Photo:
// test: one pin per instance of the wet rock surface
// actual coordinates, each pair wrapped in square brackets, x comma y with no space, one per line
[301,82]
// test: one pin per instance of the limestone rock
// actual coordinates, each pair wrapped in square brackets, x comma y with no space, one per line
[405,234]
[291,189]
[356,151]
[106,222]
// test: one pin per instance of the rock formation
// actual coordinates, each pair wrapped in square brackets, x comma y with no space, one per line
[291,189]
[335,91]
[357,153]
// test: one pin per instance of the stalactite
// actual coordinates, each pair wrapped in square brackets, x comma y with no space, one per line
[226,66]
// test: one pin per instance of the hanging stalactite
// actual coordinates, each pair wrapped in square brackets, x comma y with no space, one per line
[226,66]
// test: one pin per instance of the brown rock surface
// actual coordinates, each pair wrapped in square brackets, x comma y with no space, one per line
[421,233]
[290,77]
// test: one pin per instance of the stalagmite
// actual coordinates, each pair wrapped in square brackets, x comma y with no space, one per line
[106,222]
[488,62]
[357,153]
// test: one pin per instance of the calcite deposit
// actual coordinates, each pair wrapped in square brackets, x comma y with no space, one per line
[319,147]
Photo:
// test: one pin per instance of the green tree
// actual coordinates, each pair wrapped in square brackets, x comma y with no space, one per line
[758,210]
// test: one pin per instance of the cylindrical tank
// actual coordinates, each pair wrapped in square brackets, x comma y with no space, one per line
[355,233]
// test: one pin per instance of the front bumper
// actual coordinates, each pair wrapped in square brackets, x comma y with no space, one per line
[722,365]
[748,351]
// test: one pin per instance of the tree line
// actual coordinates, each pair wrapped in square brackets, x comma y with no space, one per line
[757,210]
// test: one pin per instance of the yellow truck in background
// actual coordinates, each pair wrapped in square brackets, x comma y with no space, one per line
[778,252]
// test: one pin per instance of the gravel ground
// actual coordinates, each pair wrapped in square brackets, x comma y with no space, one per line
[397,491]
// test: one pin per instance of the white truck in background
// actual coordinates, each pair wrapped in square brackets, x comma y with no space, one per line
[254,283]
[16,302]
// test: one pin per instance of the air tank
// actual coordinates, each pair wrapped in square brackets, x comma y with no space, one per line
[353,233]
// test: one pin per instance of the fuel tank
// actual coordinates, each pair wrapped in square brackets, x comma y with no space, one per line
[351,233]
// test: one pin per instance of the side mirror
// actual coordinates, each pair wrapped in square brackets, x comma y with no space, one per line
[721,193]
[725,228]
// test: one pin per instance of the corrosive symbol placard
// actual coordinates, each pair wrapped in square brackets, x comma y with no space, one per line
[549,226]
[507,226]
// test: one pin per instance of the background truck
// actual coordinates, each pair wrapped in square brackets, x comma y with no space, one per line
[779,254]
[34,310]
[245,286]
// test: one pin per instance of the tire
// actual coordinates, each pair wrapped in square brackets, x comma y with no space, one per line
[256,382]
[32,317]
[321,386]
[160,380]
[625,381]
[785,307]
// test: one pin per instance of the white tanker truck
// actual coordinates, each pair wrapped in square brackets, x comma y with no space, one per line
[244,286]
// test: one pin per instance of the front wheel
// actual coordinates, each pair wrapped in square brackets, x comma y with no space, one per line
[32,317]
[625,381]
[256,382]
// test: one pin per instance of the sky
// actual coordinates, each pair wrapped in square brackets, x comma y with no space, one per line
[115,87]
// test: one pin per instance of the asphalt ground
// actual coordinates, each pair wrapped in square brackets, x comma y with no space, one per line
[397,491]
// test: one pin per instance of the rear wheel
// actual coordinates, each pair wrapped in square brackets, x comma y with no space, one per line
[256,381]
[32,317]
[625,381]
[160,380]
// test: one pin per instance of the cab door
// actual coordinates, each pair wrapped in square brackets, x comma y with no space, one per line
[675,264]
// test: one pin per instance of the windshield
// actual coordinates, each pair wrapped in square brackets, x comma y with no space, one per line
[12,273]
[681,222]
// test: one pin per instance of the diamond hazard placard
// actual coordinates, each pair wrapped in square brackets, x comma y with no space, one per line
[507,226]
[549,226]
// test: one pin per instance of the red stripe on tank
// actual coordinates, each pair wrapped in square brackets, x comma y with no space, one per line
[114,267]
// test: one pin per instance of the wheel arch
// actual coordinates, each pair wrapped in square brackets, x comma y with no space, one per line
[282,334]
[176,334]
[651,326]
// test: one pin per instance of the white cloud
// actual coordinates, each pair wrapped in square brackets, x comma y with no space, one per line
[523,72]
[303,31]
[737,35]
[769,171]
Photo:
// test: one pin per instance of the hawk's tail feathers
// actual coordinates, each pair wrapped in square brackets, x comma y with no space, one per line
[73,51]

§ **WORK TO BE COMPLETED**: Your task is to restate all of the records above word for word.

§ **SOLUTION FOR THIS TASK**:
Photo:
// test: one pin per instance of the wet rock surface
// actual coordinates, each pair wrapped in square brackets, x comma y with no space, one per line
[301,82]
// test: one pin per instance of the limestone rock
// actual coordinates, each pair wrapped in square brackets, x comma y with no space, one per line
[405,234]
[291,189]
[356,151]
[106,222]
// test: one pin per instance of the rock formation
// actual coordinates, each pair wrapped in square brackets, x comma y with no space, one per line
[291,189]
[335,91]
[357,153]
// test: one pin per instance of the stalactite
// actual coordinates, each pair wrapped in square brackets, x comma y with no space, one per line
[226,66]
// test: one pin per instance of the hanging stalactite
// actual coordinates, each pair wrapped in square brackets, x comma y with no space, one per line
[226,66]
// test: one pin per instance of the brown rock surface
// actual coordinates, each pair wrapped in square brackets, x comma y with no space, one per line
[421,233]
[290,77]
// test: one pin per instance of the stalagmite
// actual coordinates, each pair wrapped in square brackets, x comma y with no space, one per line
[106,222]
[488,62]
[357,153]
// test: one pin per instance of the calcite deposit
// actual coordinates, each pair wrapped in square brackets, x comma y with no space, one per line
[319,147]
Photo:
// test: one pin per instance of the green tree
// actual coordinates, each pair wrapped in square brackets, x comma y with no space, one per line
[758,210]
// test: one pin per instance of the cylindrical tank
// actual coordinates, each pair wrapped in square brackets, x comma y with no space, one per line
[355,233]
// test: one pin per instance of the front bumper
// actual coordinates, each pair wrapped in square brackets, x comma y with no space, one per line
[722,365]
[748,351]
// test: one pin per instance of the tree line
// actual coordinates, each pair wrapped in square brackets, x comma y with no space, one per line
[757,210]
// test: one pin per instance of the yellow truck in background
// actual coordinates, each pair wrapped in square brackets, x comma y with no space, one per line
[778,252]
// test: one pin per instance of the gravel ground
// actual coordinates, each pair wrapped in square brackets, x comma y with no space, one per line
[397,491]
// test: one pin per instance of the white truck in background
// actual coordinates, each pair wrapped in square brackets, x comma y with no space, one per line
[254,283]
[16,302]
// test: one pin per instance of the air tank
// actual coordinates, each pair wrapped in square brackets, x comma y with no space, one per line
[353,233]
// test: one pin per instance of the fuel tank
// actual coordinates, each pair wrapped in square brackets, x comma y with no space, one per line
[351,233]
// test: one pin per instance of the side mirror
// actual coordinates, each pair wrapped in square brackets, x comma y with no space, one per line
[721,193]
[725,228]
// test: one pin per instance of the corrosive symbol placard
// actual coordinates, each pair wrapped in square brackets, x comma y with no space, one per line
[549,226]
[507,226]
// test: one pin per instance of the background truck
// actual coordinates, each pair wrapped in square brackets, x comma y with no space, one per line
[779,254]
[34,310]
[245,286]
// test: one pin per instance of the tire
// actual coordinates, each pair wrapped in square brackets, x comma y with no space, one per line
[256,382]
[32,317]
[321,386]
[160,380]
[625,381]
[785,307]
// test: one pin per instance of the white tanker truck
// actual coordinates, each pair wrapped in square brackets, x comma y with no space, one per line
[244,286]
// test: one pin per instance of the front wheel
// actual coordinates, each pair wrapped in square brackets, x comma y with no space, one per line
[32,317]
[625,381]
[256,382]
// test: one pin per instance of the sky
// actual coordinates, each pair wrapped in square brackets, x comma y with no space, one per line
[115,87]
// test: one pin per instance of the asphalt ground
// actual coordinates, each pair wrapped in square brackets, x comma y with no space, one per line
[397,491]
// test: one pin per instance of the rear wheel
// actual coordinates, each pair wrapped in square brackets, x comma y with no space, one per line
[256,381]
[32,317]
[625,381]
[160,380]
// test: one pin per instance of the cab door
// actual coordinates, each pair wrapped in square brackets, x comma y with no space, one per line
[675,264]
// test: one pin per instance of the windshield
// actual coordinates, each pair wrapped in square brackets, x comma y with no space, one per line
[12,273]
[681,222]
// test: one pin per instance of the diamond hazard placard
// actual coordinates, each pair wrapped in square brackets, x comma y with no space, one per line
[507,226]
[549,226]
// test: one pin per instance of the red stripe on tank
// actual coordinates, each pair wrapped in square brackets, x comma y with no space, one per line
[114,267]
// test: one pin per instance of the wheel arch
// actual coordinates, each pair wrapped in square brackets, x comma y with no space, one per line
[282,334]
[176,334]
[651,326]
// test: one pin per instance of the white cloud
// actual coordinates, each pair wrapped in square brackets, x comma y with no space, one per line
[523,72]
[303,31]
[737,35]
[769,171]
Photo:
// test: one pin per instance of the hawk's tail feathers
// actual coordinates, each pair wrapped in square brackets, x comma y with no space, one per line
[73,51]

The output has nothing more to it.